## Begin Data

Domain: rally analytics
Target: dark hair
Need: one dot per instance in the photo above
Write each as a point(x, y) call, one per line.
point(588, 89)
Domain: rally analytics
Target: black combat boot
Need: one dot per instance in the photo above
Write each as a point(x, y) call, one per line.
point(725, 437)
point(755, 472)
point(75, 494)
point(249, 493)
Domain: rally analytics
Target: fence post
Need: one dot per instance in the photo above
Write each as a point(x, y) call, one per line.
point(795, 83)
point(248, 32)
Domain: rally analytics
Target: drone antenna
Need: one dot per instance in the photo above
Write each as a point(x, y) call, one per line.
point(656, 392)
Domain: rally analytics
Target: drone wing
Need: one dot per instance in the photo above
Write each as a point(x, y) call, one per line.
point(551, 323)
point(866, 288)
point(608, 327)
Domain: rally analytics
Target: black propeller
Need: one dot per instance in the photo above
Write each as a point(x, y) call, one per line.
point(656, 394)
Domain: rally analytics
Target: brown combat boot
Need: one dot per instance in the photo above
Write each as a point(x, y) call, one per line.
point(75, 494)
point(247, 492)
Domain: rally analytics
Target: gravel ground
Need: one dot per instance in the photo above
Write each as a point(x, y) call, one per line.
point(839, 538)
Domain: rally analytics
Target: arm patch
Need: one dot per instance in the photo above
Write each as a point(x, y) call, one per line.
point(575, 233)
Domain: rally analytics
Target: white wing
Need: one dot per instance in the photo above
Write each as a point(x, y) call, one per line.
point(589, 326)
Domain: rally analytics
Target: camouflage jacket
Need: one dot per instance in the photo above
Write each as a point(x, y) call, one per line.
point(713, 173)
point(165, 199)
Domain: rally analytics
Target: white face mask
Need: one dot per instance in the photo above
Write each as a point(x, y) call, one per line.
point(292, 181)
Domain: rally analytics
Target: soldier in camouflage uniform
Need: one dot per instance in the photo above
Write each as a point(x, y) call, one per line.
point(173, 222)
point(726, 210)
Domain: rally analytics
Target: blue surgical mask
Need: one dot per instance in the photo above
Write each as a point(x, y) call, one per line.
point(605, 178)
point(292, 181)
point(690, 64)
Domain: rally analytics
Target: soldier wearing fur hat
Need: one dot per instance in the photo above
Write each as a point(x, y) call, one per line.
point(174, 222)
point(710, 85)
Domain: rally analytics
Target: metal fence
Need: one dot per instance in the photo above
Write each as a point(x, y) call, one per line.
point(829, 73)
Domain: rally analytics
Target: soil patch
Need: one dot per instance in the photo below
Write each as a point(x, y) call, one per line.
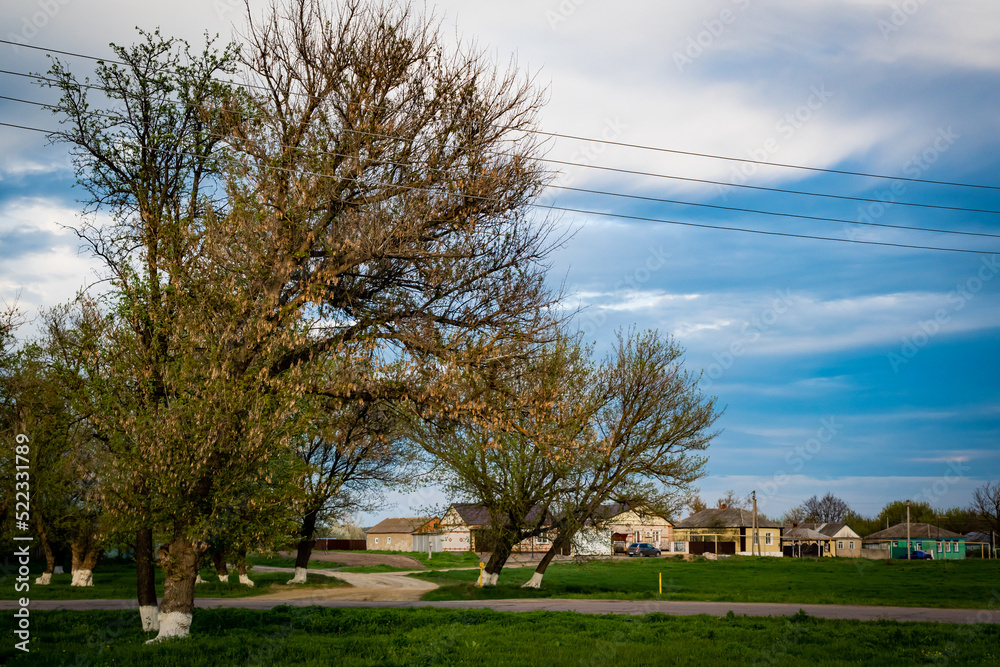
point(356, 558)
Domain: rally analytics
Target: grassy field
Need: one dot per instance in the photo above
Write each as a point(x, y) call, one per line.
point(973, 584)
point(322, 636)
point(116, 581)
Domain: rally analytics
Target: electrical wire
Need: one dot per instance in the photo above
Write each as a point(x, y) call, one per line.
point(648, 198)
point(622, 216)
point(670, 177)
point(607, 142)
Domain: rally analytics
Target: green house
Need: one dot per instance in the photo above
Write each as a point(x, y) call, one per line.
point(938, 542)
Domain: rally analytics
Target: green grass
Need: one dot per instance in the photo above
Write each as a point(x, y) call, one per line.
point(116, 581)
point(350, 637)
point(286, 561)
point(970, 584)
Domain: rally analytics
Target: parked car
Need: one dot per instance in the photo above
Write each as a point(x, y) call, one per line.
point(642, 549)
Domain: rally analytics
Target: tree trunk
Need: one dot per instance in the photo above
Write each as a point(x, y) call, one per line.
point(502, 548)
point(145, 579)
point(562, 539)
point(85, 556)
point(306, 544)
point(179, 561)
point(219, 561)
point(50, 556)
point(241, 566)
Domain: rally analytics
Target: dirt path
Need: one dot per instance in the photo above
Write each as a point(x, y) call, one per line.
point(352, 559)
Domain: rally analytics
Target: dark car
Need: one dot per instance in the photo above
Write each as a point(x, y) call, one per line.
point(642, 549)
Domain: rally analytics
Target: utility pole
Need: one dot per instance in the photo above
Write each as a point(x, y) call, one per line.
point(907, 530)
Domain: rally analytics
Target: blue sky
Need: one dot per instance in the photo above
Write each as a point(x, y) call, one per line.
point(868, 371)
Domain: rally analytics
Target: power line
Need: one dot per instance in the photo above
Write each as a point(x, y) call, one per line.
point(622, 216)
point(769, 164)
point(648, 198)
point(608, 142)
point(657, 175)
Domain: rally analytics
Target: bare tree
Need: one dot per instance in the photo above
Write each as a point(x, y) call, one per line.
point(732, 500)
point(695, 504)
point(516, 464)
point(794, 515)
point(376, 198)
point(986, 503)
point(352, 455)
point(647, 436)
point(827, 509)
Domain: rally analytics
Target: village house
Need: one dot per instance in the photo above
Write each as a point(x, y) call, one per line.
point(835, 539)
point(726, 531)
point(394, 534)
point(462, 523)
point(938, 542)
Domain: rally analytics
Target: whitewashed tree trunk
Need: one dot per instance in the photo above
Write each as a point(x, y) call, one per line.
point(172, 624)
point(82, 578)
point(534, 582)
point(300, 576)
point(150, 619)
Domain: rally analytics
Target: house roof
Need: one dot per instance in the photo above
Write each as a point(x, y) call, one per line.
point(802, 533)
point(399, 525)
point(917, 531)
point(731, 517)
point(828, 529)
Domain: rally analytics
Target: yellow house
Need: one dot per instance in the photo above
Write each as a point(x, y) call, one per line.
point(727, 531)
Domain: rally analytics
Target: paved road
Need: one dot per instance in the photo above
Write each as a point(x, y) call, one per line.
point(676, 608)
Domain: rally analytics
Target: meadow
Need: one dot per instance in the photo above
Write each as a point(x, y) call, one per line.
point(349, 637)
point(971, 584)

## End Data
## Begin Data

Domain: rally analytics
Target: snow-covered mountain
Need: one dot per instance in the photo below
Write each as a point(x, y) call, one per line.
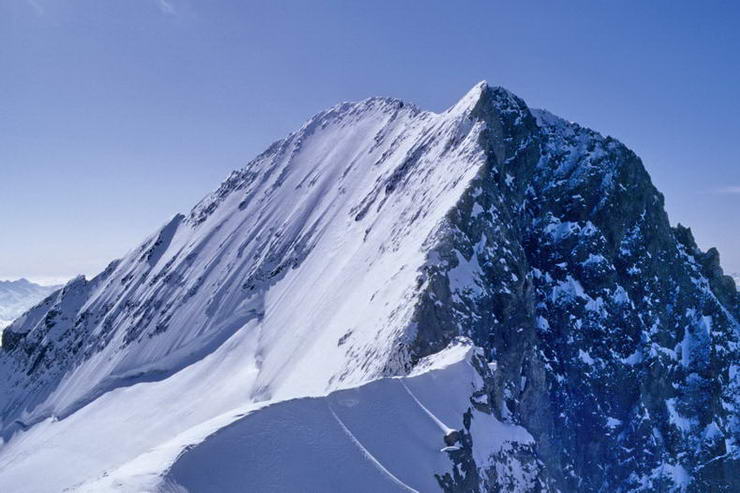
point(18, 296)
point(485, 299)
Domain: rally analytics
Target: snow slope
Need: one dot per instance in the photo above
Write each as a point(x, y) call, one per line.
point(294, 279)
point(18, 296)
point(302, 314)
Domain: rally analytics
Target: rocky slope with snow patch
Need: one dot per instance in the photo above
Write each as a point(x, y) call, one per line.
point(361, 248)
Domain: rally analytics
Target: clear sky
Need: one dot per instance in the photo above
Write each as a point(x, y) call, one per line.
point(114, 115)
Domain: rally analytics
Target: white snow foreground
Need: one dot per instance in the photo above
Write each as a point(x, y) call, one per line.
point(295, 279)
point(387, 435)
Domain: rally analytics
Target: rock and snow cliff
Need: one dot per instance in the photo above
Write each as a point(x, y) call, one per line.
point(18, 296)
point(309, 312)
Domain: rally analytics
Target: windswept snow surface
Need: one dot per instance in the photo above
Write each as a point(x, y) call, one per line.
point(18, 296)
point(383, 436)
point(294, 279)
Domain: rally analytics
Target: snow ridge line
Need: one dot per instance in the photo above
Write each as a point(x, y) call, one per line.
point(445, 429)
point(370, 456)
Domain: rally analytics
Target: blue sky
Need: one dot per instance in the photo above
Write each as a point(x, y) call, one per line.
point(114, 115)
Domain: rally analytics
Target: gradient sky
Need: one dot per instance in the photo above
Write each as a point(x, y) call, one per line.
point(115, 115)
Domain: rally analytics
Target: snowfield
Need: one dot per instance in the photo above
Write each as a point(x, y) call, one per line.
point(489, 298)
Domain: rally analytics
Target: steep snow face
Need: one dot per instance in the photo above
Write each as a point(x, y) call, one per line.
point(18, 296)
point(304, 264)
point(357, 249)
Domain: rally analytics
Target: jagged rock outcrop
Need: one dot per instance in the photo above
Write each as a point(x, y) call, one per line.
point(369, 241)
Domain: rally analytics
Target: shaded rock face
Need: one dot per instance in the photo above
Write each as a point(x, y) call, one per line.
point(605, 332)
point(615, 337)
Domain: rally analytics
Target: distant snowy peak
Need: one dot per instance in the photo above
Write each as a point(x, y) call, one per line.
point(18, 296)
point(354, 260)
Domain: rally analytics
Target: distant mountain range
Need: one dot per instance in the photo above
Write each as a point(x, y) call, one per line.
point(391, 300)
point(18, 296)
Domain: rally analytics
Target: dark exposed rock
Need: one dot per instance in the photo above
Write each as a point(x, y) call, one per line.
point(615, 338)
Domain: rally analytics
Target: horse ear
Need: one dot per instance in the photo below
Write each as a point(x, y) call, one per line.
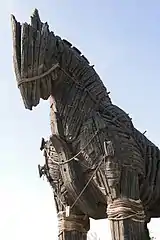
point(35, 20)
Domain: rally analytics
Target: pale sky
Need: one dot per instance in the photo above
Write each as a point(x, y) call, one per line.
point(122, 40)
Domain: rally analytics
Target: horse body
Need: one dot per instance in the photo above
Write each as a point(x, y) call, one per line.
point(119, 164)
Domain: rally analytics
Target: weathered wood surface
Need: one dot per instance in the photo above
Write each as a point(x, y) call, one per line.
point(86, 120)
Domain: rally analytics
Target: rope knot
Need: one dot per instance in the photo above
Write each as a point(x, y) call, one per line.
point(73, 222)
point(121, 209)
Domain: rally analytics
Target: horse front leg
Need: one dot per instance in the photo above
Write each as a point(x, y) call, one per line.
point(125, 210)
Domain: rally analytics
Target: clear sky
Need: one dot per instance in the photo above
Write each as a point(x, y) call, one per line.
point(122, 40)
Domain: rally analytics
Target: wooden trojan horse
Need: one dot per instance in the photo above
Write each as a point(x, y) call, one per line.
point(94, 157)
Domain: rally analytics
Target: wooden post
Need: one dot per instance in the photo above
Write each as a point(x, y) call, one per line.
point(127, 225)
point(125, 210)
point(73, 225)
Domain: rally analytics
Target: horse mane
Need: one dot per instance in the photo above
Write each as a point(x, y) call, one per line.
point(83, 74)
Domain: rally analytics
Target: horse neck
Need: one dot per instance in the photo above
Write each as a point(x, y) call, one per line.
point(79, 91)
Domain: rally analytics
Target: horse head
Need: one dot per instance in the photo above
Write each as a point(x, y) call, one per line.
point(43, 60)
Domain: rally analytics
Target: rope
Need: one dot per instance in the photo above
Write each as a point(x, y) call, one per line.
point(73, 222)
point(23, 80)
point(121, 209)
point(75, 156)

## End Data
## Begin Data

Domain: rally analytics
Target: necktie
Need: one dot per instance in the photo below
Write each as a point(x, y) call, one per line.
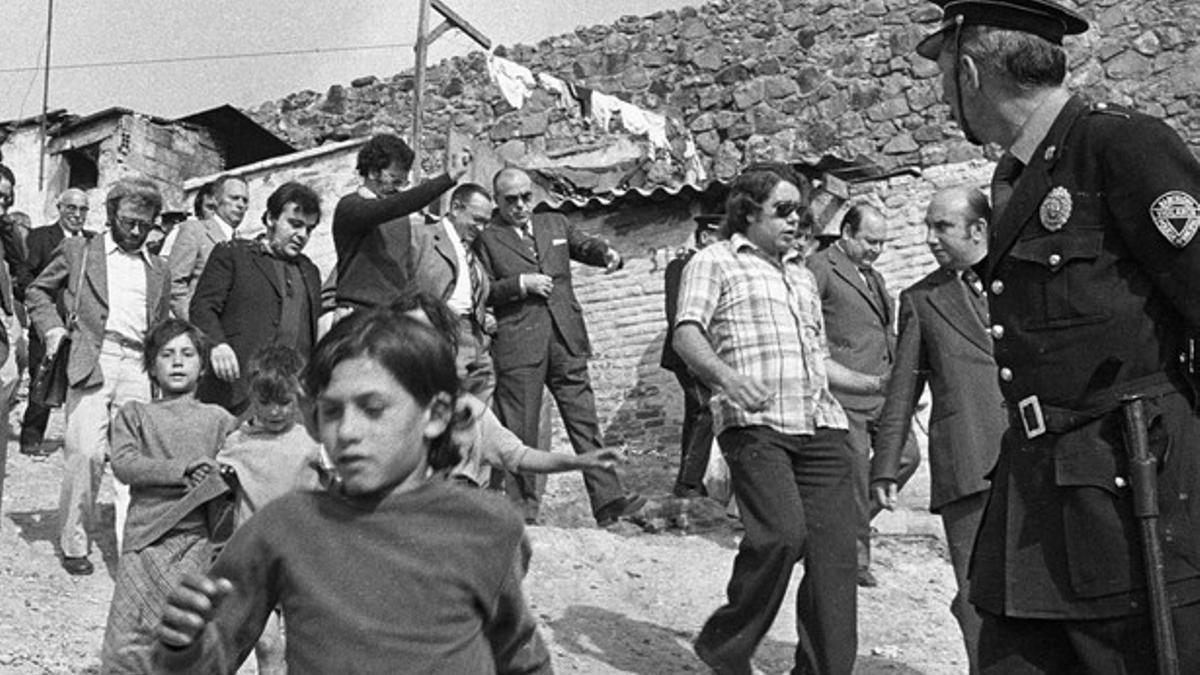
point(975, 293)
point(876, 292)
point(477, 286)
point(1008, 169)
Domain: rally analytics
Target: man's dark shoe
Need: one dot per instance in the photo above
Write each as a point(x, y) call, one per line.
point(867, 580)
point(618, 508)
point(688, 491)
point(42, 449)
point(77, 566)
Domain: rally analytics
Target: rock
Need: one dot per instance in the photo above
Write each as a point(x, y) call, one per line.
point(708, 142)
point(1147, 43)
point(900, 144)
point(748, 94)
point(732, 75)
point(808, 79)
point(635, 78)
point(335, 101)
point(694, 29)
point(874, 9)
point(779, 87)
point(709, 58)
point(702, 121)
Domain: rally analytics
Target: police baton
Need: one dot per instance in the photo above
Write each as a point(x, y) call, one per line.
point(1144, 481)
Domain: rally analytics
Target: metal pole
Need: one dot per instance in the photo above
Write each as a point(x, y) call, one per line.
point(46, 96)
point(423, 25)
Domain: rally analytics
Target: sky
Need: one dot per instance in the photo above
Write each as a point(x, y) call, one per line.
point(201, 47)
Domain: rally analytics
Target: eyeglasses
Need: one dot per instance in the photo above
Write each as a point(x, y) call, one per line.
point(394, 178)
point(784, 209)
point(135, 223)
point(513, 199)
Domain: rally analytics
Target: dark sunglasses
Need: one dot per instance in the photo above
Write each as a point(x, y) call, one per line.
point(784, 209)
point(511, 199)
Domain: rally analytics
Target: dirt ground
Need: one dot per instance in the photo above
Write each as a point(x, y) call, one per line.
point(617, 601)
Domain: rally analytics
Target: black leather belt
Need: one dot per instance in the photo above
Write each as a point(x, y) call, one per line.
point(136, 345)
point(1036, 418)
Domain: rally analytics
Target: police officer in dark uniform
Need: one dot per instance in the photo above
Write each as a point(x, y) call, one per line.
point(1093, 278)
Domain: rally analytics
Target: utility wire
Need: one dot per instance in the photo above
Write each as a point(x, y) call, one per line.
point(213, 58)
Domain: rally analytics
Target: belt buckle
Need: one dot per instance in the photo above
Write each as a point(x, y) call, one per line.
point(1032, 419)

## End Data

What to do: Count the lines of the records above that contain the string "police", treating case as significant. Reply with the number alone.

Task result: 2